To do >> Write the line that contains "Okay, I'll take the bet. The vertical" and each one after it, word for word, ending with the final line of the data.

Task input >>
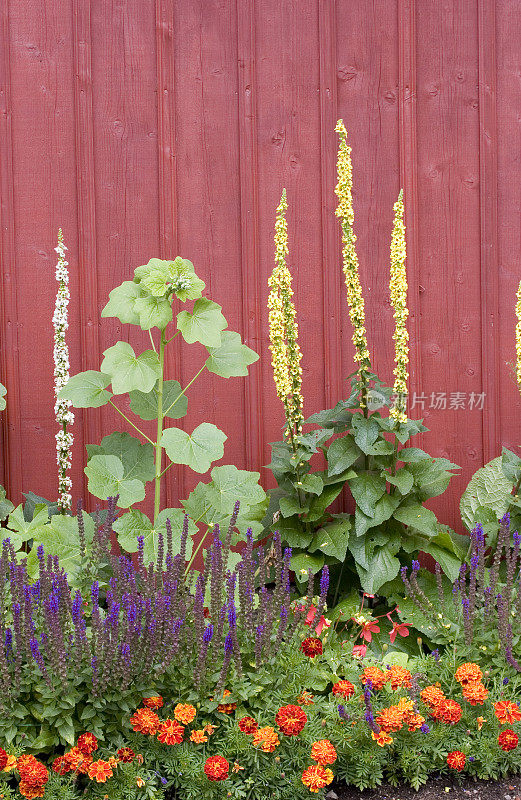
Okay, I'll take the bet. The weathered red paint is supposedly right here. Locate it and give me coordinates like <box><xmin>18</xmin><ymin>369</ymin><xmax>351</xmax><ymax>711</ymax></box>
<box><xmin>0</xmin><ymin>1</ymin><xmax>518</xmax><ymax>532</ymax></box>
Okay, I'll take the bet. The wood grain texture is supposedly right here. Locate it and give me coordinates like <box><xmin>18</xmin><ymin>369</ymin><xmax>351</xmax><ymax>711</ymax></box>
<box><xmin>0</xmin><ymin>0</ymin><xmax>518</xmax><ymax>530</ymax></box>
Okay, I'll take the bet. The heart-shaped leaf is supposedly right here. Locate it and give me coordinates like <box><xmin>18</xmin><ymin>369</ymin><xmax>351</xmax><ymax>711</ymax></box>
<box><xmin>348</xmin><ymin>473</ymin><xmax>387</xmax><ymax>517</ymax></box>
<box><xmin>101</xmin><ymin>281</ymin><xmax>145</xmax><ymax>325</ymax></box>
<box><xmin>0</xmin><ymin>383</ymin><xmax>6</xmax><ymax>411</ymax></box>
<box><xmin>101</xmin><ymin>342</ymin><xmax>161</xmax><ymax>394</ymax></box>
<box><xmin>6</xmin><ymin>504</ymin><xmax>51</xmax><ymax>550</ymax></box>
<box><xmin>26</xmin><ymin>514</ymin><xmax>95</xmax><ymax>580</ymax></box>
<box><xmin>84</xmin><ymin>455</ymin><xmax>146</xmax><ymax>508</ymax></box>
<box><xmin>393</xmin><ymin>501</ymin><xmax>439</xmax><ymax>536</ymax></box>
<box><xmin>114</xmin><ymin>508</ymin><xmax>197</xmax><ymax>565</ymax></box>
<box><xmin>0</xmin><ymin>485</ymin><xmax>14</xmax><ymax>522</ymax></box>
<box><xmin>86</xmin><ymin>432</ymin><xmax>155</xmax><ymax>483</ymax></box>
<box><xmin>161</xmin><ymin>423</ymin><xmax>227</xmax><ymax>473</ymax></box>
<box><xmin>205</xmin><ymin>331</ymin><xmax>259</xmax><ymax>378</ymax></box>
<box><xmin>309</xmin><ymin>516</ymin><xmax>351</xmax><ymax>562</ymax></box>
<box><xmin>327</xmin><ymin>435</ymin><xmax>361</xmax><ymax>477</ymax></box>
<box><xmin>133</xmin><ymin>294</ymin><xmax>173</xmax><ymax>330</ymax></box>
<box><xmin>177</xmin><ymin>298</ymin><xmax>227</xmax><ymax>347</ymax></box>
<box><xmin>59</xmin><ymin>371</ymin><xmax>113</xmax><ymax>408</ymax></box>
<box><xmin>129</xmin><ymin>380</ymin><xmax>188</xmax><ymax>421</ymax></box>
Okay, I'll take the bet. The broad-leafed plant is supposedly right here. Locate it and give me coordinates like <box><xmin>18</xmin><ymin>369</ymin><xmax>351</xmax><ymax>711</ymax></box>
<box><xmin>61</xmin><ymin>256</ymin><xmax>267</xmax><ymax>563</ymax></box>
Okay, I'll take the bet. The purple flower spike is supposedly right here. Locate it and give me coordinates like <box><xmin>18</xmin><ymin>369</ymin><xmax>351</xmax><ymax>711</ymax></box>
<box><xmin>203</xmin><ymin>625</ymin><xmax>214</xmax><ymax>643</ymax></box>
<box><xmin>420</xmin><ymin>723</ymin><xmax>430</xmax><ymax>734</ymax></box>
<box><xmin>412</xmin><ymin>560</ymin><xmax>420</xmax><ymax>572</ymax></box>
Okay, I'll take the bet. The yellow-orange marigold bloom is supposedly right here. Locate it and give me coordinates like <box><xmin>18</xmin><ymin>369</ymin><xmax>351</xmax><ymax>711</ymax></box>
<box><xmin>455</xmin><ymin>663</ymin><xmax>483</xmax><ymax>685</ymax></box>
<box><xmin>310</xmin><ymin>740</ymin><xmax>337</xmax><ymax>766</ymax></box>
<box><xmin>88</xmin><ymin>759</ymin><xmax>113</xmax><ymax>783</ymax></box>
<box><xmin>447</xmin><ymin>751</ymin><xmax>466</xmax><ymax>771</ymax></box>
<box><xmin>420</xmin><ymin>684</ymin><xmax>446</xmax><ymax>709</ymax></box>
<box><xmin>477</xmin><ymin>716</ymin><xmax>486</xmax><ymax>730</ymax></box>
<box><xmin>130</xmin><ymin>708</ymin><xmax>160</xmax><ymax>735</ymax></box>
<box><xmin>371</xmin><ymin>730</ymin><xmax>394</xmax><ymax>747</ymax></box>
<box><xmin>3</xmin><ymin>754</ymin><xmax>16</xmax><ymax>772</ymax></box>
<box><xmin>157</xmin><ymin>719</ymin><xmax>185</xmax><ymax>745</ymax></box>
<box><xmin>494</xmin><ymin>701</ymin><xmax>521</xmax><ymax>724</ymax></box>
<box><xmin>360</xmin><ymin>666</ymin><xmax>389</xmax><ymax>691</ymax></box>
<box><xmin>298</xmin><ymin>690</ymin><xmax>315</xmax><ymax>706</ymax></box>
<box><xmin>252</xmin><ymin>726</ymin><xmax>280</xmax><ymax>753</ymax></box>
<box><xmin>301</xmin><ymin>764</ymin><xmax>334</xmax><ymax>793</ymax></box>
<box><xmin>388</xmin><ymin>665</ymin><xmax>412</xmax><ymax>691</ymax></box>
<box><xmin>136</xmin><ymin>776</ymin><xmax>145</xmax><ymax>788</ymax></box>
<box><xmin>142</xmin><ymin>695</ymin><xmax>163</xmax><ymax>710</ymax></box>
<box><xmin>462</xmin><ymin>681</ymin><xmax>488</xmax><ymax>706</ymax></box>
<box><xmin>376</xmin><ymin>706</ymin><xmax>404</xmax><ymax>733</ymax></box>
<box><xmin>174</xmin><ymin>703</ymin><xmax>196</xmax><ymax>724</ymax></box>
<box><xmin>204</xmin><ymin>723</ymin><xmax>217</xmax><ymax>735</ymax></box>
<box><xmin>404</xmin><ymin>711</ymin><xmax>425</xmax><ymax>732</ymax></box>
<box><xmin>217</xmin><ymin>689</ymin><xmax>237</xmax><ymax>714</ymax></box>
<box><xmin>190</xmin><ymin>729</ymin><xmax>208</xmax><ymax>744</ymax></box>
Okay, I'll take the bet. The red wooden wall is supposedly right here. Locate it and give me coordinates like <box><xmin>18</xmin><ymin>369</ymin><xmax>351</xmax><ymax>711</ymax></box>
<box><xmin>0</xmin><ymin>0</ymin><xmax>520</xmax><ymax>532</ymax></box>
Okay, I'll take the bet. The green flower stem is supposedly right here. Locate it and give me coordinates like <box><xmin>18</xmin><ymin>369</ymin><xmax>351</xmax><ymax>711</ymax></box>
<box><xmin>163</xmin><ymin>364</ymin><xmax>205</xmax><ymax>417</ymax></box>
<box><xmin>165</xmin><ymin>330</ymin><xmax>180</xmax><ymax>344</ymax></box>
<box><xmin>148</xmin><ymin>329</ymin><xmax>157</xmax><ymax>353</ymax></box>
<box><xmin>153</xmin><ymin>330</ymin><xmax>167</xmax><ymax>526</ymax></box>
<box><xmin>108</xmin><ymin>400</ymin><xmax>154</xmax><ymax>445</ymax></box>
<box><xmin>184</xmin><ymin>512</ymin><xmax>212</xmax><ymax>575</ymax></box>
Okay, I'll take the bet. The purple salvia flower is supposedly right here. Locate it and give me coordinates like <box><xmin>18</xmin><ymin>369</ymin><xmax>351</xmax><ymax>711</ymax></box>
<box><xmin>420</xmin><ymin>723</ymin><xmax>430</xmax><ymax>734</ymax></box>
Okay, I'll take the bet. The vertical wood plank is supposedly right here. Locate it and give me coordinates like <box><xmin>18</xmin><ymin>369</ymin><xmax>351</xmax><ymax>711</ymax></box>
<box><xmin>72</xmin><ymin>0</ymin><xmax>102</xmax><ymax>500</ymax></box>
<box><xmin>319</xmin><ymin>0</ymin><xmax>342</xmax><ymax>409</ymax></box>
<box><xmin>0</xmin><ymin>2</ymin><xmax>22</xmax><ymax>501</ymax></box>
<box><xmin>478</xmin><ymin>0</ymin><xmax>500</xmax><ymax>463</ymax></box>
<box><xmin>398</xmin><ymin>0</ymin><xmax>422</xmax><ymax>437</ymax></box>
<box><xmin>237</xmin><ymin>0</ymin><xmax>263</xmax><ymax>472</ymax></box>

Answer to this problem >>
Okay, I'll take the bet. The vertical wood plank is supposedly right here. Locate it and give me coordinates like <box><xmin>18</xmin><ymin>369</ymin><xmax>351</xmax><ymax>711</ymax></box>
<box><xmin>72</xmin><ymin>0</ymin><xmax>102</xmax><ymax>500</ymax></box>
<box><xmin>319</xmin><ymin>0</ymin><xmax>342</xmax><ymax>409</ymax></box>
<box><xmin>0</xmin><ymin>2</ymin><xmax>22</xmax><ymax>501</ymax></box>
<box><xmin>478</xmin><ymin>0</ymin><xmax>500</xmax><ymax>463</ymax></box>
<box><xmin>398</xmin><ymin>0</ymin><xmax>422</xmax><ymax>437</ymax></box>
<box><xmin>237</xmin><ymin>0</ymin><xmax>263</xmax><ymax>472</ymax></box>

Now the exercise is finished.